In Nora Goes Off Script by Annabel Monaghan, a scriptwriter & divorced mom of two falls for a famous movie star. But can a relationship between a superstar and a small-town supermom ever work? Or make a great novel? Hmm... YES!

In Nora Goes Off Script by Annabel Monaghan, a scriptwriter & divorced mom of two falls for a famous movie star. But can a relationship between a superstar and a small-town supermom ever work? Or make a great novel? Hmm… YES!

Here’s the blurb from Amazon:

Nora’s life is about to get a rewrite….

Nora Hamilton knows the formula for love better than anyone. As a romance channel screenwriter, it’s her job. But when her too-good-to-work husband leaves her and their two kids, Nora turns her marriage’s collapse into cash and writes the best script of her life. No one is more surprised than her when it’s picked up for the big screen and set to film on location at her 100-year-old home. When former Sexiest Man Alive, Leo Vance, is cast as her ne’er-do-well husband, Nora’s life will never be the same.

The morning after shooting wraps and the crew leaves, Nora finds Leo on her porch with a half-empty bottle of tequila and a proposition. He’ll pay a thousand dollars a day to stay for a week. The extra seven grand would give Nora breathing room, but it’s the need in his eyes that makes her say yes. Seven days: It’s the blink of an eye or an eternity depending on how you look at it. Enough time to fall in love. Enough time to break your heart.

Filled with warmth, wit, and wisdom, Nora Goes Off Script is the best kind of love story—the real kind where love is complicated by work, kids, and the emotional baggage that comes with life. For Nora and Leo, this kind of love is bigger than the big screen.

Nora Goes Off Script plays with every writer’s fantasy when a heartfelt writing project gets made into a movie.

Even better for Nora, the movie is being filmed at her home, AND an awkward but intriguing chemistry develops with the leading man. 

The story also feeds off our perceptions of the rich and famous, as if they’re an alien species we poke, prod, and study but are incapable of understanding. Celebrities must be what? Arrogant? Self-obsessed? Elitist? Lucky? Spoiled jerks? Or could they possibly be regular people who simply scored amazing jobs?

Set problem A>
Count how many rows contain the string "soil", and reply with only that number.
The rows below have no connection to the book review.

Recorded information>

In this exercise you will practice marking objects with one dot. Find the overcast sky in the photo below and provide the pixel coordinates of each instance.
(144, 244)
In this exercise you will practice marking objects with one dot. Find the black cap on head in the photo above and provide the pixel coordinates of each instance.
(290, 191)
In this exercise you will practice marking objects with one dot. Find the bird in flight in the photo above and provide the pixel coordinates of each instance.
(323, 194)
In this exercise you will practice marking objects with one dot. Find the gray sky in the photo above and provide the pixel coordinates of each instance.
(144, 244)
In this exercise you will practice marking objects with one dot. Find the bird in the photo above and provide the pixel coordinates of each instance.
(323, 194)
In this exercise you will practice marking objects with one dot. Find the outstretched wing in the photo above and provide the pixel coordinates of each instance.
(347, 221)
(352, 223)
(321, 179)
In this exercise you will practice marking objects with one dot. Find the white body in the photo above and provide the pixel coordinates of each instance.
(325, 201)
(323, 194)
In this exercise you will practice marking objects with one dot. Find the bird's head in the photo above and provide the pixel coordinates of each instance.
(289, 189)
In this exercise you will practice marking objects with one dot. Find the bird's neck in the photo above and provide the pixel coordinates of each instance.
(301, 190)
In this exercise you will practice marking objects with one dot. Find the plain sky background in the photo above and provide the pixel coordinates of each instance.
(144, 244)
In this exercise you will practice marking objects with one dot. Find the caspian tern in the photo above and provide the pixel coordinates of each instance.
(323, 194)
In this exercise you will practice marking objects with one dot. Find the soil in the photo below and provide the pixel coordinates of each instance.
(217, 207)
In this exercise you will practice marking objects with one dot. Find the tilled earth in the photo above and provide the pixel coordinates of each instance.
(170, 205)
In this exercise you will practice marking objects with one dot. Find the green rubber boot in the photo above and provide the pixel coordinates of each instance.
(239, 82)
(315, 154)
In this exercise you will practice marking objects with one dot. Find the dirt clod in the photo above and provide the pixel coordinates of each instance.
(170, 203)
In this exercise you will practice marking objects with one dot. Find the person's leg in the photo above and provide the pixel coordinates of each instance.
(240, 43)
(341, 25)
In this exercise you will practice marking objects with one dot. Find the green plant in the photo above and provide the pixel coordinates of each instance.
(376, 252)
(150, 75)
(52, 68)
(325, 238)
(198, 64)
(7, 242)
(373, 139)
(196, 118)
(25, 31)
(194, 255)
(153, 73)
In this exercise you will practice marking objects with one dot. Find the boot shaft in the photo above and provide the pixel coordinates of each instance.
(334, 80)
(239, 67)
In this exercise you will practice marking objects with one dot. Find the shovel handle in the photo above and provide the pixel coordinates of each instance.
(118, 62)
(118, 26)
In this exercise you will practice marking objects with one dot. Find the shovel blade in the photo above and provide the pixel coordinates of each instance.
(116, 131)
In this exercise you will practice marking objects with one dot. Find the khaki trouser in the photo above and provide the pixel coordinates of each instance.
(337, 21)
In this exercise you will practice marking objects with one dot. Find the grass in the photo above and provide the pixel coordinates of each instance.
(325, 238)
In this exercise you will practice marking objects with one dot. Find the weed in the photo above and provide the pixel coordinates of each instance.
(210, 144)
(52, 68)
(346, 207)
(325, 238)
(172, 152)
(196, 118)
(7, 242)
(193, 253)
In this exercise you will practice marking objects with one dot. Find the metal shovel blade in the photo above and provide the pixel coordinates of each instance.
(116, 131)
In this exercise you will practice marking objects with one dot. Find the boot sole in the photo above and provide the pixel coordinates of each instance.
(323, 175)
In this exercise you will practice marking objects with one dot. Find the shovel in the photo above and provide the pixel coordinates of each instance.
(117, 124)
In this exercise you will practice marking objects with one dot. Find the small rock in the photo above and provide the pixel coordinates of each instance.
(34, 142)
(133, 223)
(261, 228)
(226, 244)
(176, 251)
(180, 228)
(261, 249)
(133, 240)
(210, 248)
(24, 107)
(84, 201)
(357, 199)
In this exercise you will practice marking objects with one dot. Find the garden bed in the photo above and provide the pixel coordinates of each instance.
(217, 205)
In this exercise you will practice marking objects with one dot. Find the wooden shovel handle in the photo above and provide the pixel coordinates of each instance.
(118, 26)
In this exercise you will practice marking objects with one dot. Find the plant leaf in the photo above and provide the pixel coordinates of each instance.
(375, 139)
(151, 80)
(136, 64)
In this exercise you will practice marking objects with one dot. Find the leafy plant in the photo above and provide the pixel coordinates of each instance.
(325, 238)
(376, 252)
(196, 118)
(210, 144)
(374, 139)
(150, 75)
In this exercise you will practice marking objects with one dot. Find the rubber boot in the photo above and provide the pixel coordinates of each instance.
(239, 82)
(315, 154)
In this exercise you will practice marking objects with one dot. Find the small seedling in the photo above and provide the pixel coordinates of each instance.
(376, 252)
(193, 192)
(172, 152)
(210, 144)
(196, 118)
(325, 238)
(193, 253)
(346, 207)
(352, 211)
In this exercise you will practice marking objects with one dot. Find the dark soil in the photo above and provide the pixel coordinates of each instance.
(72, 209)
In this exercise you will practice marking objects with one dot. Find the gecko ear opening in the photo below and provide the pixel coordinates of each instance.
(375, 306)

Set problem B>
Please answer these questions from the book review above:
(i) How much per day does Leo offer to pay Nora to stay?
(ii) How old is Nora's home?
(iii) What kind of screenwriter is Nora?

Full solution A>
2

Full solution B>
(i) A thousand dollars a day.
(ii) 100 years old.
(iii) A romance channel screenwriter.